[Records from a collection]
--------------------------------

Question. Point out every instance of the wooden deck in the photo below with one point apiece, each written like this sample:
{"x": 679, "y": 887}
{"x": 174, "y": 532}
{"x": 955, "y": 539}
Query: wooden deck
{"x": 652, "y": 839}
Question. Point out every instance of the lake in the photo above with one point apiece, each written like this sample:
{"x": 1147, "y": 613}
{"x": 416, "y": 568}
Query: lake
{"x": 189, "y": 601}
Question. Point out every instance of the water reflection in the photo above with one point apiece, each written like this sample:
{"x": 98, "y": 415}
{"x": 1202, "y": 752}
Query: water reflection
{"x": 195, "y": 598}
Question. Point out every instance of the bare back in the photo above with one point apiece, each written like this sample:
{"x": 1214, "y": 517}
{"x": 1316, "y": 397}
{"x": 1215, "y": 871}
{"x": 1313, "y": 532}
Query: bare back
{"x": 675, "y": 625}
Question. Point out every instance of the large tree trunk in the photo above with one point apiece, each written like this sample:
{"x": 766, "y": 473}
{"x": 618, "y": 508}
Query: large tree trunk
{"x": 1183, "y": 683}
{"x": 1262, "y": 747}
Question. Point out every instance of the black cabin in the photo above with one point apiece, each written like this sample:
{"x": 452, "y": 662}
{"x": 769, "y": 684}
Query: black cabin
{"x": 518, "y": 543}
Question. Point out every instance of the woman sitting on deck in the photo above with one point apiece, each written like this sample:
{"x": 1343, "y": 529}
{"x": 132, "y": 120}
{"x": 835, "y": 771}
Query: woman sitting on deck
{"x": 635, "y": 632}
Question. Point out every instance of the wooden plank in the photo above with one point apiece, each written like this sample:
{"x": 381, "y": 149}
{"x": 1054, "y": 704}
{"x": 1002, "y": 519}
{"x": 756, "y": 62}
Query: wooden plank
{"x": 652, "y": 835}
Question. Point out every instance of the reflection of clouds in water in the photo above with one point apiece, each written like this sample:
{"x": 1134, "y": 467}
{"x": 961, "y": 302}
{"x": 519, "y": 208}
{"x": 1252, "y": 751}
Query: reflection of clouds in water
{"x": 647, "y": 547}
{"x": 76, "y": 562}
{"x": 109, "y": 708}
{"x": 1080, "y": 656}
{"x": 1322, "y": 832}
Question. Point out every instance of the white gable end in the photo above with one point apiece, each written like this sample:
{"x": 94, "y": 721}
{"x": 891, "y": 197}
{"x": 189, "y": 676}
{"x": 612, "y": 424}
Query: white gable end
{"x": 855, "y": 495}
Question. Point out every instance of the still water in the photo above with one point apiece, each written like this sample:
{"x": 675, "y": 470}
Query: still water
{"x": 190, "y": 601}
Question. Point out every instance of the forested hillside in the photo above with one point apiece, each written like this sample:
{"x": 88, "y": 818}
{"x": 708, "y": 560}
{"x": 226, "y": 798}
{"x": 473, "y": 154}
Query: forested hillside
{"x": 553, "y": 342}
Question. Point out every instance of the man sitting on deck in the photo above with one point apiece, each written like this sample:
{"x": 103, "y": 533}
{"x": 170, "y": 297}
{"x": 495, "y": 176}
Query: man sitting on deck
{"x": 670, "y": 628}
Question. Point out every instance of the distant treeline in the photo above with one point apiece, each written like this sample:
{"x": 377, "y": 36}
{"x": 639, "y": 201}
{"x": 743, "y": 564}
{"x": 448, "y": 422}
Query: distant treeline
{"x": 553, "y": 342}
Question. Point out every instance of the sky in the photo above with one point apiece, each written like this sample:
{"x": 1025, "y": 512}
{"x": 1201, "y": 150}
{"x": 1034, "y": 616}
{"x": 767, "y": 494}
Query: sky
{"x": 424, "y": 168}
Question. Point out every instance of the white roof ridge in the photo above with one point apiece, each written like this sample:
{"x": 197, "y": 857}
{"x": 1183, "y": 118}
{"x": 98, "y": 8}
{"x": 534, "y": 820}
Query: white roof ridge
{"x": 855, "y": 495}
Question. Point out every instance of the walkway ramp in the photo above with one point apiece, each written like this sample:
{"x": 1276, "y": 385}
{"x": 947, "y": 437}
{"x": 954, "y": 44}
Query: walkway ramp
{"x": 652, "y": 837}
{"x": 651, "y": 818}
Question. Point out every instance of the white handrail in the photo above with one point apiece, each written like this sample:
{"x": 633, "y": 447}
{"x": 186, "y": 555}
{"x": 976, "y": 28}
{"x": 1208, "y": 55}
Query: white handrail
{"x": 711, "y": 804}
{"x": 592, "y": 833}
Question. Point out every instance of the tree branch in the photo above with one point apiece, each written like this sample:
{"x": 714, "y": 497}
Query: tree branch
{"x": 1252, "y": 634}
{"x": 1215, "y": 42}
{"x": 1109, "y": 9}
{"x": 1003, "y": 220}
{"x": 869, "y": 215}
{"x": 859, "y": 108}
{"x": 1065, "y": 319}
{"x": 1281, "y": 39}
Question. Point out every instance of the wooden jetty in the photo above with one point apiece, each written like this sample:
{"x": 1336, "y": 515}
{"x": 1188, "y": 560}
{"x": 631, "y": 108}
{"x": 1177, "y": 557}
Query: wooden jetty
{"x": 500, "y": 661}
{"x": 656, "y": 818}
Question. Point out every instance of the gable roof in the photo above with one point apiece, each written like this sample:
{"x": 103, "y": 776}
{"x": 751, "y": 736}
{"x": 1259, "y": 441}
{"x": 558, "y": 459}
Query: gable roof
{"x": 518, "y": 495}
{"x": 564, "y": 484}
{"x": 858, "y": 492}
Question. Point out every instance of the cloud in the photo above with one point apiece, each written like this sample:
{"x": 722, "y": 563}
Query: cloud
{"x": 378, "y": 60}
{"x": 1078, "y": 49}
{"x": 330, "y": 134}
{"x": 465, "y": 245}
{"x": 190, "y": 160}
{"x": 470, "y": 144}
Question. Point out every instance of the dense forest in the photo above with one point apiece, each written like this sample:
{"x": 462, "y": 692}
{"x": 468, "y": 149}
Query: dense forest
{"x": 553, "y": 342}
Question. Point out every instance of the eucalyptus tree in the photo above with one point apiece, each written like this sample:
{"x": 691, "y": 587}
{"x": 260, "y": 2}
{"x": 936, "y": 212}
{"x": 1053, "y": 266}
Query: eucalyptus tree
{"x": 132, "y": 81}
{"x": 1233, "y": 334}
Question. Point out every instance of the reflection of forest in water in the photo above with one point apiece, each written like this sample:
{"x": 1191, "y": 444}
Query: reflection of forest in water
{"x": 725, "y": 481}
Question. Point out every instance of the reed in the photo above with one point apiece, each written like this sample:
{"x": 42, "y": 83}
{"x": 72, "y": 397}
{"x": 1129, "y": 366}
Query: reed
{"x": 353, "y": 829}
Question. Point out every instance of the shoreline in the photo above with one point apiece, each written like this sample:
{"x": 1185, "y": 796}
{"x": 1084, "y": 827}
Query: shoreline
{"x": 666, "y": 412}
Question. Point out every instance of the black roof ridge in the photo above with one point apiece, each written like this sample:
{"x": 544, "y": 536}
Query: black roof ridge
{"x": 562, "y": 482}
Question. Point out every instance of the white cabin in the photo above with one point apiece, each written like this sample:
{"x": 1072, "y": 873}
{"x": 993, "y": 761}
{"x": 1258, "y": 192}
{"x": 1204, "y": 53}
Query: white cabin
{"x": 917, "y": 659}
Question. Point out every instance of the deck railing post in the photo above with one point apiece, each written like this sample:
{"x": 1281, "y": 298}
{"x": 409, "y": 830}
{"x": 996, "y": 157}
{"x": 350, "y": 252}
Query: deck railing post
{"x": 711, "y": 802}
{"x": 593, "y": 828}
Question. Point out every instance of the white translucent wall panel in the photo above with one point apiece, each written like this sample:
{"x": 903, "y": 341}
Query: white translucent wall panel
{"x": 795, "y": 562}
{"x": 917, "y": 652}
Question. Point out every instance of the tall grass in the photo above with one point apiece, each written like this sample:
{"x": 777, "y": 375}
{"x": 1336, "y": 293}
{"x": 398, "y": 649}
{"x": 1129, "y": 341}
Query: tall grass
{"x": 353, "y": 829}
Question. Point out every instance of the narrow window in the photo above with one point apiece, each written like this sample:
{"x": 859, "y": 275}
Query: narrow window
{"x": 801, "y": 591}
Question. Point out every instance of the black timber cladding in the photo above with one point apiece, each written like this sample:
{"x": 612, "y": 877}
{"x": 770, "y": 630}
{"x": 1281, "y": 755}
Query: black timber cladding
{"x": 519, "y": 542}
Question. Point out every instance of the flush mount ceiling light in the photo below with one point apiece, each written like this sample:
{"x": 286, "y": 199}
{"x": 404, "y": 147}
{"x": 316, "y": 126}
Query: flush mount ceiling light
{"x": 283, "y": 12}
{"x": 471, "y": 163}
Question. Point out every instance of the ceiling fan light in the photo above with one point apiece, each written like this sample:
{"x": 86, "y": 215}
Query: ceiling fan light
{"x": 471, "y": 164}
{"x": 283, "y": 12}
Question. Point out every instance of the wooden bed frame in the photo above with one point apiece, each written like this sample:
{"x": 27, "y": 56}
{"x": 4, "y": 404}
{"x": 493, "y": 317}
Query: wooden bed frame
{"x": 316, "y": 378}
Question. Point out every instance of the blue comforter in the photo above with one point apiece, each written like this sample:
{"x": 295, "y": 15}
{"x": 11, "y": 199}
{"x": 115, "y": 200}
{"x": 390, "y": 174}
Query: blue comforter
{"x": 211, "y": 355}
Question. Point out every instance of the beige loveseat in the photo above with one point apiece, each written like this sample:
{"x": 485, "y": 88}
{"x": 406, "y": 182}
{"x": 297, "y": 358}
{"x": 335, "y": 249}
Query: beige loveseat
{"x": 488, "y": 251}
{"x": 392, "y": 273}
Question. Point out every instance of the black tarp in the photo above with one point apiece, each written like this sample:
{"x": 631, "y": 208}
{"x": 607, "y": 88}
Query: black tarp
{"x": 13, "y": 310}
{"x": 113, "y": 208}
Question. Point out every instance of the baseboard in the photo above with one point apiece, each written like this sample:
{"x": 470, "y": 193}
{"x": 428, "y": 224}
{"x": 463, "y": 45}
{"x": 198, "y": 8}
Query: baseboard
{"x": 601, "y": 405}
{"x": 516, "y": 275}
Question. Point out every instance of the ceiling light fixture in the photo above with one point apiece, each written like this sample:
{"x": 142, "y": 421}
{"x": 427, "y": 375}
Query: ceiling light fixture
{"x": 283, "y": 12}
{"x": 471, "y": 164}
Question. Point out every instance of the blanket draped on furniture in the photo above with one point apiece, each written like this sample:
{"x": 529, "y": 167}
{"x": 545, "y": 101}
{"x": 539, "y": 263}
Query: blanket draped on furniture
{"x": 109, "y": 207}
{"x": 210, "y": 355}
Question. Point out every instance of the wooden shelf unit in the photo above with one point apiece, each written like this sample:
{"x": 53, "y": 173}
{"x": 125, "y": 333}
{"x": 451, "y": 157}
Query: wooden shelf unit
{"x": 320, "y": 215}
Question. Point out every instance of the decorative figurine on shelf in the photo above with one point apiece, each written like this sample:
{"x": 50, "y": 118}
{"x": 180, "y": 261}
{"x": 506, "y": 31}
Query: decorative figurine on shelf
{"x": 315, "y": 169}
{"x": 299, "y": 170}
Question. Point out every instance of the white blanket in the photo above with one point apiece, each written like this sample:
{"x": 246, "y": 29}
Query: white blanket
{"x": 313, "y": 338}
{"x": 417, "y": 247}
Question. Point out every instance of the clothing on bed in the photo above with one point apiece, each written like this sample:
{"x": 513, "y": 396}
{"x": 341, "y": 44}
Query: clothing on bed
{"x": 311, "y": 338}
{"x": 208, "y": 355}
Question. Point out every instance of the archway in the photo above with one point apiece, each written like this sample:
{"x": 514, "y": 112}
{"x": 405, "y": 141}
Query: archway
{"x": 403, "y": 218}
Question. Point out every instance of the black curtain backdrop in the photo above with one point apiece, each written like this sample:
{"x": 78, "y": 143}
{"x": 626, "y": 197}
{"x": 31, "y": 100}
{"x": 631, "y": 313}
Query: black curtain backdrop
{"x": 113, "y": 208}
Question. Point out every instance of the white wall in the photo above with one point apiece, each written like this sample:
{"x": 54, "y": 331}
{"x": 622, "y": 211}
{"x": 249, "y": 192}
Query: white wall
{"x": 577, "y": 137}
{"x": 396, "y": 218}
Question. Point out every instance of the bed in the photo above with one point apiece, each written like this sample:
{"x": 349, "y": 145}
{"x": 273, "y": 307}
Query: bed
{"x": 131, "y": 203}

--------------------------------

* Exercise prompt:
Look through the entries and return each line that has the word "below" in it.

* Answer to this task:
Question. Point out every instance of the wooden deck in the photo below with one point apiece, each written like this sample:
Question. Point out every instance of the flush mount ceiling light in the photo below with one point apiece, each written like this sample:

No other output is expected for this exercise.